Supplied records —

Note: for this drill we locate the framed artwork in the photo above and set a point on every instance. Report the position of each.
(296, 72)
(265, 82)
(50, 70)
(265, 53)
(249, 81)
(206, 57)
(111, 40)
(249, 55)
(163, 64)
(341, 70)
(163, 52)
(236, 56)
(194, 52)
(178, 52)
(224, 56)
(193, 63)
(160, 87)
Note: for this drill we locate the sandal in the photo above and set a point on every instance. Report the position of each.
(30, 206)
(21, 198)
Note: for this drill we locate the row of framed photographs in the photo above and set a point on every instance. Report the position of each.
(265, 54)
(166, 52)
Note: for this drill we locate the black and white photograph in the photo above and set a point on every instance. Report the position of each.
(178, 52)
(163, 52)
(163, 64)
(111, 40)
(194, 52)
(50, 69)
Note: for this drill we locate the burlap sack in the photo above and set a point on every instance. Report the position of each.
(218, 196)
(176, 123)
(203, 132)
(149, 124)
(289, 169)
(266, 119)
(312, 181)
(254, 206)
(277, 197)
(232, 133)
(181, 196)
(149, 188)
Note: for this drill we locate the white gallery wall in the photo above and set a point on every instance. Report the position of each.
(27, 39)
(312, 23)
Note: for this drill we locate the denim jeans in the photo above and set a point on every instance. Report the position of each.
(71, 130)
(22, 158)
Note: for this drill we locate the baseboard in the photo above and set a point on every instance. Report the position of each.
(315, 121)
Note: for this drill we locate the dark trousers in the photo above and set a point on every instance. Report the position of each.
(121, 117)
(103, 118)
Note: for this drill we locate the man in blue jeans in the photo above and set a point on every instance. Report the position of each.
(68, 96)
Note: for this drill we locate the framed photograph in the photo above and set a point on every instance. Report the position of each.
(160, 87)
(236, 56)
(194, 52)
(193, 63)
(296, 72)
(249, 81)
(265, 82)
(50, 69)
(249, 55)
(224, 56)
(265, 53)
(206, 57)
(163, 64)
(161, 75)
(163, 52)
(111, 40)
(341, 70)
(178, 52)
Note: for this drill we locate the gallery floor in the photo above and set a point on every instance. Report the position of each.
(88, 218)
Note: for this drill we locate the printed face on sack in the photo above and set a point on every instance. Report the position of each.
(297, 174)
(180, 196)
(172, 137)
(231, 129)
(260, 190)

Work to be completed —
Once more, write out the records above, exactly as they stand.

Result of this task —
Note: for this drill we locate the framed artwork in the photo above and set a point on every instance. Report the position of each.
(296, 72)
(265, 82)
(50, 70)
(265, 53)
(249, 81)
(206, 57)
(111, 40)
(249, 55)
(163, 64)
(341, 70)
(163, 52)
(236, 56)
(194, 52)
(178, 52)
(224, 56)
(193, 63)
(160, 87)
Note: for this drill we locate the sandal in the photo above and set a point on every instance. Report the position of each.
(30, 206)
(21, 198)
Note: for this drill we locate the row of framed photographs in the photo above and set a point on every instance. Report the position of each.
(265, 54)
(166, 52)
Note: for this drill we locate the black and white photograph in the photo above and set a point on every instance. Report the position of each.
(178, 52)
(163, 52)
(163, 64)
(111, 40)
(194, 52)
(50, 69)
Note: for this drill we locate the burlap sack in the photo above and set a point on every instance. Report the position of each.
(218, 196)
(176, 123)
(203, 132)
(149, 124)
(289, 169)
(266, 119)
(312, 181)
(254, 206)
(277, 197)
(232, 133)
(181, 196)
(149, 188)
Note: for this drill we locate the white gallery wall in the photo above and set a point on every instance. Report the position of each.
(27, 39)
(312, 23)
Note: for this drill we locate the denim jeans in the photo above and set a point on every instance. Report the position of each.
(71, 130)
(22, 158)
Note: for this drill we locate the baseboard in the photo above and set a point on every instance. Report the position of each.
(315, 121)
Note: for this drill we locate the dark trousers in the photo above and set a point on every instance. Report the position of each.
(121, 117)
(103, 118)
Note: for this drill we locate the man in blue jeans in the photo above and set a point on every instance. Report the position of each.
(68, 96)
Note: for this drill we locate the framed photograph in the photo above and set a point on every instance. Report the position of each.
(160, 87)
(236, 56)
(194, 52)
(193, 63)
(296, 72)
(249, 81)
(265, 82)
(50, 69)
(249, 55)
(224, 56)
(265, 53)
(206, 57)
(163, 64)
(161, 75)
(163, 52)
(111, 40)
(341, 70)
(178, 52)
Note: for this drill we locate the gallery floor in the photo above and set a point on every instance. Report the position of each.
(88, 218)
Note: for this drill we locate the printed face on sack in the photo above and set a point on every instance. Report the position of each.
(297, 174)
(180, 196)
(172, 137)
(231, 129)
(260, 190)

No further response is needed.